SELECTED EXTRACT:
Live album with studio elements by Frank Zappa
- Released: March 3, 1979
- Recorded: Mostly: January 25–27 & February 28, 1978, Hammersmith Odeon, London, UK; October 30–31, 1977, The Palladium, NYC
- Studio: The Manor Mobile
- Genres: Experimental rock; comedy rock;
- Length: 74:03
- Labels: Zappa; CBS International;
- Producer: Frank Zappa

Frank Zappa chronology
| Sleep Dirt (1979) | Sheik Yerbouti (1979) | Orchestral Favorites (1979) |

Singles from Sheik Yerbouti
- "Dancin' Fool" Released: 1979; "Bobby Brown" Released: 1979;

= Sheik Yerbouti =

Sheik Yerbouti is the twenty-sixth album by American musician Frank Zappa, a double album released on March 3, 1979, as the first release on Zappa Records; it was distributed by Phonogram Inc. in the United States and Canada. The album was released in other countries by CBS Records. It is mostly made up of live material recorded in 1977 and 1978, with extensive overdubs added in the studio. In an October 1978 interview, Zappa gave the working album title as Martian Love Secrets. It was later released on a single CD.

Sheik Yerbouti is Zappa's biggest selling album with over 2 million units sold worldwide.

== Inspiration ==
Zappa appears on the cover in character in Arab headdress. The title is a play on words and is pronounced like the 1976 disco hit "Shake Your Booty" by KC and the Sunshine Band.

DATA SUPPLIED:
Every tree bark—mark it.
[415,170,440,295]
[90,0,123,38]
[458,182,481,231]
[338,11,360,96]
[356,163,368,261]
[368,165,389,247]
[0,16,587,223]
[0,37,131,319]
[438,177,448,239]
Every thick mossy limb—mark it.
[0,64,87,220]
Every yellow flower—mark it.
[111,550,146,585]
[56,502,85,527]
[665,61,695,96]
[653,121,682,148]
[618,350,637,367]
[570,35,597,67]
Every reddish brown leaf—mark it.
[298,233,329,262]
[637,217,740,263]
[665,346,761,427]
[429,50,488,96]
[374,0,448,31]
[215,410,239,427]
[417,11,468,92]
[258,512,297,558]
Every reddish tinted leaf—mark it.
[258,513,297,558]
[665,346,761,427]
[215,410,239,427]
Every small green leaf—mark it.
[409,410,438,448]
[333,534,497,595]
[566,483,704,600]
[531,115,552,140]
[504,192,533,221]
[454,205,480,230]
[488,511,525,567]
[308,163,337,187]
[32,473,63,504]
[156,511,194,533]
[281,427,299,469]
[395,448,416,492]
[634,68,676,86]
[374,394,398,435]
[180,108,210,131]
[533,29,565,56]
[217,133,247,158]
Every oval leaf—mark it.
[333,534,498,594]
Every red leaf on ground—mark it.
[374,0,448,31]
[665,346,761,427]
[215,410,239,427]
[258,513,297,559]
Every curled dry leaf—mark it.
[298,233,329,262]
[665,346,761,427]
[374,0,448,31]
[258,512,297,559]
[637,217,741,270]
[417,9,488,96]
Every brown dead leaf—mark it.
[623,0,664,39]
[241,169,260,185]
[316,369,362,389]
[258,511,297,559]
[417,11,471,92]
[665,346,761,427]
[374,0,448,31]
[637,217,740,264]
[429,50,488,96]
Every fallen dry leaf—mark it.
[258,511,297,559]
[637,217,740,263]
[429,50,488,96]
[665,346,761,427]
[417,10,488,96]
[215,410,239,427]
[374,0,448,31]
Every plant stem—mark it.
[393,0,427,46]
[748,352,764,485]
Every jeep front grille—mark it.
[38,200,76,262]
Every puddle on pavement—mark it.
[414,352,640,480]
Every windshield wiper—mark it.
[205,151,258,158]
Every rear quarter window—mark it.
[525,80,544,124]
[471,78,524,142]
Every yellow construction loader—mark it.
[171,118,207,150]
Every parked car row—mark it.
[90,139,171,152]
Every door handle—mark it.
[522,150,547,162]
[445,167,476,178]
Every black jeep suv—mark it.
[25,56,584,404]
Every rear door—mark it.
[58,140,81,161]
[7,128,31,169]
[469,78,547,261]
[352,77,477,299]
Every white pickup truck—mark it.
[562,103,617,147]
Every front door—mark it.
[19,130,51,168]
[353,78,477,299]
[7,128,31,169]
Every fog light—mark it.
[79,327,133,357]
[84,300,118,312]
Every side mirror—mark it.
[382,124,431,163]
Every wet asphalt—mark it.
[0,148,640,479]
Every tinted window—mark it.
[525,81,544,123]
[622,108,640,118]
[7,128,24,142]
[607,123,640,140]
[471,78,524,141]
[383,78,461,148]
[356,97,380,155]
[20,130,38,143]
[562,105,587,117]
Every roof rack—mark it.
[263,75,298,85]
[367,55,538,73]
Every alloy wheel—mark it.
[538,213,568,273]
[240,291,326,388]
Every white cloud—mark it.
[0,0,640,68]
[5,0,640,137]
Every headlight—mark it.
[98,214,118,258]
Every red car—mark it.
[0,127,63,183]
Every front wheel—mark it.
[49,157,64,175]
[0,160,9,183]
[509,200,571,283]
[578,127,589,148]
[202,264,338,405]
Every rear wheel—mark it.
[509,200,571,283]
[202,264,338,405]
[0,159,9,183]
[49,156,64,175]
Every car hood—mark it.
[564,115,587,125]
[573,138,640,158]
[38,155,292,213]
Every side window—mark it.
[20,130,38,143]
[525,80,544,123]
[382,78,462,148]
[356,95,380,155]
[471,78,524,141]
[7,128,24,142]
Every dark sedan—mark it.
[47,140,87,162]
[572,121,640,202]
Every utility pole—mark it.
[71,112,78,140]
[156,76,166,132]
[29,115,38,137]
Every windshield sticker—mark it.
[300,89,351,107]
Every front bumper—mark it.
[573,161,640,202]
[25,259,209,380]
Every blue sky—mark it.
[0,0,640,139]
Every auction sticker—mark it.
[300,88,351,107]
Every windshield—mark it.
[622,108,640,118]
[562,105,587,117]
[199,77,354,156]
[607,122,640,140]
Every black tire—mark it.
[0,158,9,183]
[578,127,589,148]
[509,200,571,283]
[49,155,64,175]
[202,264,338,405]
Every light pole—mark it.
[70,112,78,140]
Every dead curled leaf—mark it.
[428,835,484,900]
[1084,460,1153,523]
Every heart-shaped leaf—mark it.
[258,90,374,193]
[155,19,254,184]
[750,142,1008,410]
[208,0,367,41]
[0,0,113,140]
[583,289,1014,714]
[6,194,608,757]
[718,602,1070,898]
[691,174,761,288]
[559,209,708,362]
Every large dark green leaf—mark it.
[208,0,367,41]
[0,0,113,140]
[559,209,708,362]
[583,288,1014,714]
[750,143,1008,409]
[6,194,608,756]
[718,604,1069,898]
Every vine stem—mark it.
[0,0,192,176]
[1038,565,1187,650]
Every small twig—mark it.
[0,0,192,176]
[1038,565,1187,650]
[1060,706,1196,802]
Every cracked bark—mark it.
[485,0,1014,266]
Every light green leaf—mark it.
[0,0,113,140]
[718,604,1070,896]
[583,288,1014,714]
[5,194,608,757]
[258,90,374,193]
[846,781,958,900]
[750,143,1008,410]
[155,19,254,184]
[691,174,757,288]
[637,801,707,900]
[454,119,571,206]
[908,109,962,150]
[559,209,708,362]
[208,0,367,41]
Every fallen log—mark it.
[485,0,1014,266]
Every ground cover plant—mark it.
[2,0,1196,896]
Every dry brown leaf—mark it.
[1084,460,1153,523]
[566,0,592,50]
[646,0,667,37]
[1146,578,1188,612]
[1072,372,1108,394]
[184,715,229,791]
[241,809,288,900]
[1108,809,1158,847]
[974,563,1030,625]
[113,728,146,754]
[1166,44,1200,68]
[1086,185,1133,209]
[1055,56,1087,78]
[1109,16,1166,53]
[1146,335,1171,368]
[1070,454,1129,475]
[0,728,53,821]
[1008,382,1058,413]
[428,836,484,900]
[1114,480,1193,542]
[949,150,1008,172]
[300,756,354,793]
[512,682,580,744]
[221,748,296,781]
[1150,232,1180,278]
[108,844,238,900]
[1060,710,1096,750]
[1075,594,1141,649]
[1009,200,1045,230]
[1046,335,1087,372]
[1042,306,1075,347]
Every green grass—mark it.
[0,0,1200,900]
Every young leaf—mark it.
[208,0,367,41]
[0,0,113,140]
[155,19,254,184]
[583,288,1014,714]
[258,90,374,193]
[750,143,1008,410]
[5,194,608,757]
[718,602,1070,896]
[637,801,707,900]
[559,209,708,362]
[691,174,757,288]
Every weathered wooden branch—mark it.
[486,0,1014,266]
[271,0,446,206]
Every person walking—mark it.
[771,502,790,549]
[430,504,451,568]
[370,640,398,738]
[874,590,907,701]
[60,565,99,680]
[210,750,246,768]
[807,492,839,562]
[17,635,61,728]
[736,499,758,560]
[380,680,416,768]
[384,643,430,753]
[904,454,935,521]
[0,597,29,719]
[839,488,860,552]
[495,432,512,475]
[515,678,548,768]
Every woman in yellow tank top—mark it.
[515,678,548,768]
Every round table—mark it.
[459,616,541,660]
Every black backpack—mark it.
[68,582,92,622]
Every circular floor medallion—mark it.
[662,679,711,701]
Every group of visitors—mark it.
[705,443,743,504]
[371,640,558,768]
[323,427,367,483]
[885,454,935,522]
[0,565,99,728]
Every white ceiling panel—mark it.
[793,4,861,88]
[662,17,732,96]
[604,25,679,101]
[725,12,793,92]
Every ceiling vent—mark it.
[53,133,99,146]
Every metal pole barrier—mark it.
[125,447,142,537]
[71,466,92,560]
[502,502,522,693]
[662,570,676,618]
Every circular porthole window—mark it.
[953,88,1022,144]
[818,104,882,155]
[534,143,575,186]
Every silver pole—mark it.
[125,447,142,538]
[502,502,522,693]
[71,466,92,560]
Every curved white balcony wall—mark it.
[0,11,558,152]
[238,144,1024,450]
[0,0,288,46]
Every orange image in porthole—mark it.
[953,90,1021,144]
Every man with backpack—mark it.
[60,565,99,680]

STATED PROBLEM A:
Answer these questions from the Sheik Yerbouti article:
(i) What working title did Zappa give the album in an October 1978 interview?
(ii) How many units has the album sold worldwide?
(iii) Which 1976 disco hit does the title play on, and who recorded it?
STATED PROBLEM B: Rewrite the part of the listing that opens with its first line and closes with the line containing "[570,35,597,67]", keeping every request line. Raise each bounding box coordinate by 116.

CORRECT RESPONSE A:
(i) Martian Love Secrets
(ii) Over 2 million
(iii) "Shake Your Booty" by KC and the Sunshine Band

CORRECT RESPONSE B:
Every tree bark—mark it.
[531,286,556,411]
[206,116,239,154]
[574,298,597,347]
[454,127,476,212]
[472,279,484,377]
[484,281,505,363]
[116,132,703,339]
[116,153,247,435]
[554,293,564,355]
Every thick mossy limb—mark it.
[116,180,203,336]
Every yellow flower—mark it.
[227,666,262,701]
[172,618,201,643]
[781,177,811,212]
[769,237,798,264]
[734,466,753,483]
[686,151,713,183]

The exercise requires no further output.